Lesezeit: 6 Minuten
Wenn sich Stefan Feld und Hall Games zusammentun, dann erwachsen daraus solch herrliche Hirnbrutzler wie Aquasphere oder eben das aktuelle Bonfire. Ersteres hat als eines meiner absoluten Lieblingsspiele, wenn es darum geht mein Hirn abzukochen, die Erwartungshaltung gegenüber Bonfire ziemlich in die Höhe getrieben. Dazu sah das Material und die Aufmachung wirklich fantastisch aus, obwohl ich Gnome knapp hinter den elendigen Zwergen einordne. Den Zustand den Bonfire nun bei mir auslöste, ließ mich ein wenig ratlos zurück. In Kurzform, mich zieht es nicht ins Land der Gnome, doch wenn ich vor Ort bin, wundere ich mich immer wieder, warum ich diese Reise nicht antreten wollte. Lasst mich also diese ambivalente Gefühlslage erklären.

Kurzcheck: Darum geht es in Bonfire

Oh Schreck, das Licht ist weg! Die benachbarten Städte sind in Dunkelheit ertränkt, das macht den Wald der Gnome noch finsterer. Sollten wir vielleicht die Hüterinnen des Lichts fragen? Wir fanden nur eine Einzige, die uns erklärte, das die anderen Hüterinnen mit dem magischen Licht zu ihren heiligen Inseln aufgebrochen sind. Sie kommen nur zurück, wenn ihr ihnen die richtigen Opfergaben darbringen und sie uns wieder vertrauen. Das Ganze ist kein esoterisches Geschwurbel, sondern es hilft die Mechanik hinter Bonfire zu verstehen.

Du musst nämlich mit deinem Boot von Insel zu Insel reisen, die Hüterinnen einsammeln, ihnen Ressourcen hinterlassen und Aufgaben erfüllen, damit du die Bonfire erhältst. Gleichzeitig baust du einen Weg für die Rückkehr der Hüterinnen in der Stadt aus und verbindest diesen mit Plätzen, wo die Feuer entfacht werden sollen. Dies geschieht aber nur, wenn die eingesammelten Hüterinnen zu dem Platz geleitet werden. Ganz schön viel für einen Gnom und so kannst du weitere Gnome anheuern, die dir spezielle Boni bringen. Wer besonders schnell gewisse Aufgaben erfüllt, bekommt weitere Unterstützung im Rat der Gnome, wo starke Sonderaktionen ermöglicht werden. Das ist Bonfire thematisch. Mechanisch ist das äußerst komplex abgebildet! Die erste Partie bewegt sich definitiv im Bereich der Expertenspiele, weil die Verzahnungen enorm sind und nicht nur gepuzzelt, sondern auch ordentlich geplant werden muss!

Das Spielbrett mit all seinen Inseln.

BEREITGESTELLTE ANGABEN
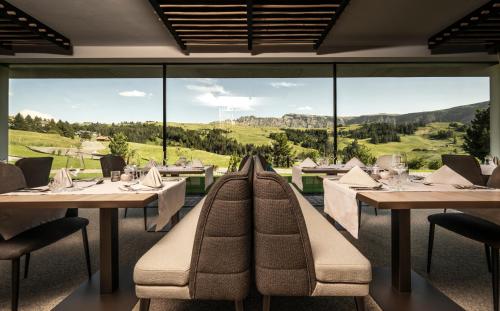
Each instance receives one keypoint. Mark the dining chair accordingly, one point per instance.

SCHRIFTLICHE AUFGABEN
A - Gib aus der Rezension zu Bonfire die Stelle wortgetreu wieder, beginnend mit „Kurzcheck: Darum geht“ und fortlaufend bis einschließlich „Bonfire zu verstehen.“.
B - Prüfe anhand der Rezension zu Bonfire, ob die folgenden Aussagen zutreffen, und antworte jeweils mit Ja oder Nein samt der entscheidenden Textstelle im genauen Wortlaut.
(i) Die übrigen Hüterinnen sind mit dem magischen Licht zu ihren heiligen Inseln aufgebrochen.
(ii) Die erste Partie ordnet die Rezension dem Bereich der Familienspiele zu.
(iii) Man kann weitere Gnome anheuern, die spezielle Boni bringen.
C - Knüpfe an den letzten Satz der Rezension zu Bonfire an und schreibe den Text weiter.
Die Zeilen spielen hierfür keine Rolle.

ANTWORTEN JE AUFGABE
A -
Kurzcheck: Darum geht es in Bonfire

Oh Schreck, das Licht ist weg! Die benachbarten Städte sind in Dunkelheit ertränkt, das macht den Wald der Gnome noch finsterer. Sollten wir vielleicht die Hüterinnen des Lichts fragen? Wir fanden nur eine Einzige, die uns erklärte, das die anderen Hüterinnen mit dem magischen Licht zu ihren heiligen Inseln aufgebrochen sind. Sie kommen nur zurück, wenn ihr ihnen die richtigen Opfergaben darbringen und sie uns wieder vertrauen. Das Ganze ist kein esoterisches Geschwurbel, sondern es hilft die Mechanik hinter Bonfire zu verstehen.

B -
(i) Ja: „die anderen Hüterinnen mit dem magischen Licht zu ihren heiligen Inseln aufgebrochen sind“
(ii) Nein: „Die erste Partie bewegt sich definitiv im Bereich der Expertenspiele“
(iii) Ja: „so kannst du weitere Gnome anheuern, die dir spezielle Boni bringen“

C -
Ein Blick auf die Zahnräder

Die erste Säule

Der Einstieg ist heftig, darum möchte ich euch hier nur einen groben Überblick geben und nicht zu tief ins Detail gehen. Bonfire besteht für mich aus drei elementaren Säulen. Die erste Säule ist der Aktionsmechanismus. Es stehen einen diverse Aktionen zur Verfügung, allerdings brauchst du dafür die passenden Aktionsmarker. Diese erhältst du nur über das Puzzeln von Schicksalsplättchen. Auf diesen sind die Aktionen unterschiedlich verteilt und wenn du ein Plättchen platzierst, erhältst du die abgebildeten Aktionsmarker, plus alle angrenzenden gleicher Art. Wer also geschickt puzzelt, erhält aus den Schicksalsplättchen mehr Aktionen. Das wirklich fiese an der Sache: Du darfst erst ein neues Plättchen in dein Puzzle legen, wenn du nur noch einen Aktionsmarker besitzt. Aufgrund der Struktur der Plättchen gibt es auch nie mehr als 3 der 6 möglichen Aktionsarten auf einmal. Du musst also dein späteres Vorgehen schon beim Puzzeln planen. Das ist durchaus anspruchsvoll, innovativ und macht richtig Spaß!

Die Puzzeln erfordert Weitsicht.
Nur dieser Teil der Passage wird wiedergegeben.